The input:
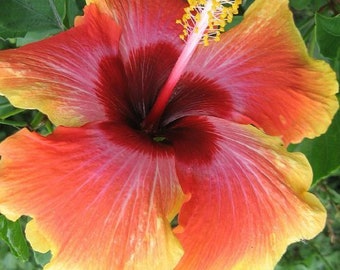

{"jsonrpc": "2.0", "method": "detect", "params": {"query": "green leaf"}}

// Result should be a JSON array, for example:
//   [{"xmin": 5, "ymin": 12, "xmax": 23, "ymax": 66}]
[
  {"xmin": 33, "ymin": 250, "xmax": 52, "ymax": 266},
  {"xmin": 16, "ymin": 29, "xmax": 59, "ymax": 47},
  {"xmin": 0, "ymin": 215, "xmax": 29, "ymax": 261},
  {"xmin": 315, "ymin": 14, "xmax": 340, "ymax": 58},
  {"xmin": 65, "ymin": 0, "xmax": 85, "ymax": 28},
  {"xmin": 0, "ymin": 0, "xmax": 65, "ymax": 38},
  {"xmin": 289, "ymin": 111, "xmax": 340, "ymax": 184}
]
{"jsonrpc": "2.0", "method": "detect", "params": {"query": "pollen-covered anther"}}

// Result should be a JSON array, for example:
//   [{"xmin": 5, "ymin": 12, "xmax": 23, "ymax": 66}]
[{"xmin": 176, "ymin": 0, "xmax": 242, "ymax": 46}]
==
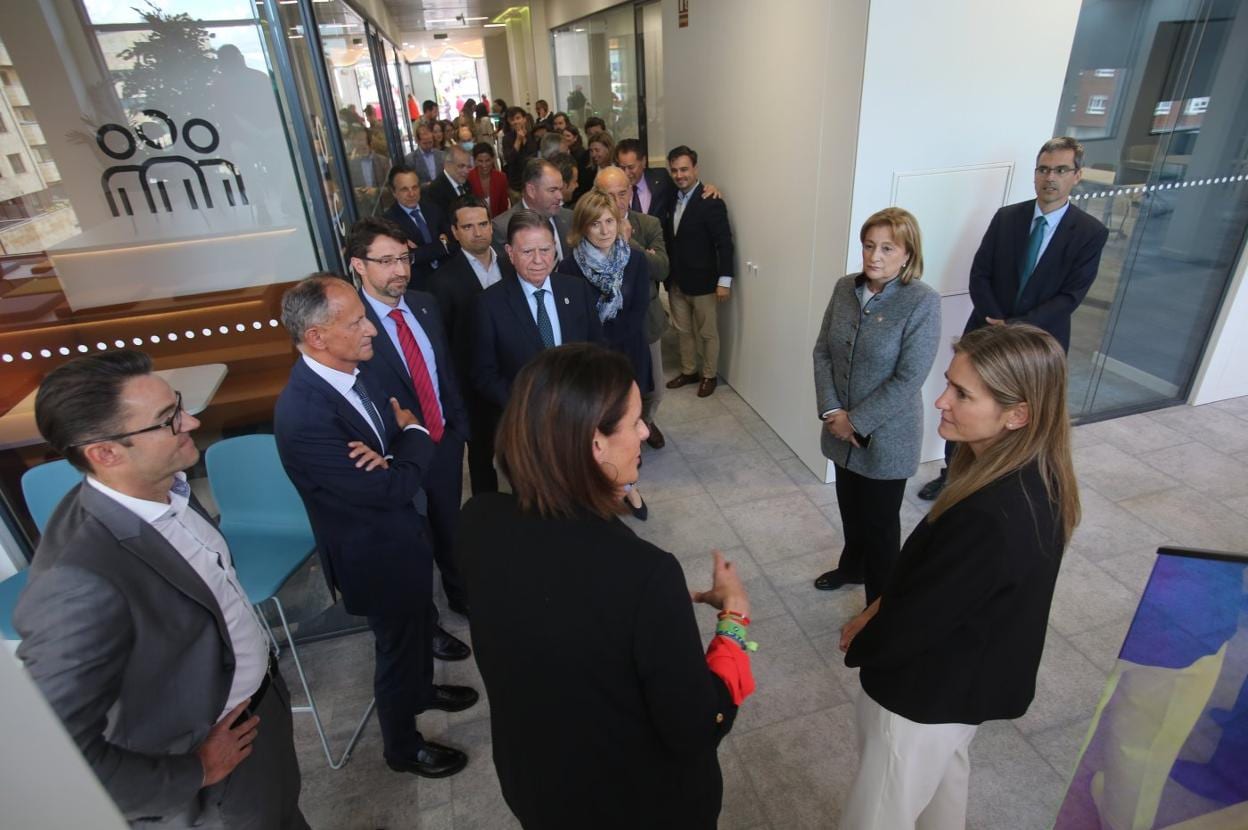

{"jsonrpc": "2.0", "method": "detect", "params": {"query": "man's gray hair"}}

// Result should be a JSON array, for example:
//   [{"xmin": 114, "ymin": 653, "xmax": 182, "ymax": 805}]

Do this:
Pull out every line in the records above that contains the string "params", matching case exactly.

Task response:
{"jsonrpc": "2.0", "method": "detect", "params": {"query": "green leaf"}}
{"jsonrpc": "2.0", "method": "detect", "params": {"query": "pollen-covered anther"}}
{"jsonrpc": "2.0", "method": "detect", "params": {"query": "man's gray hair"}}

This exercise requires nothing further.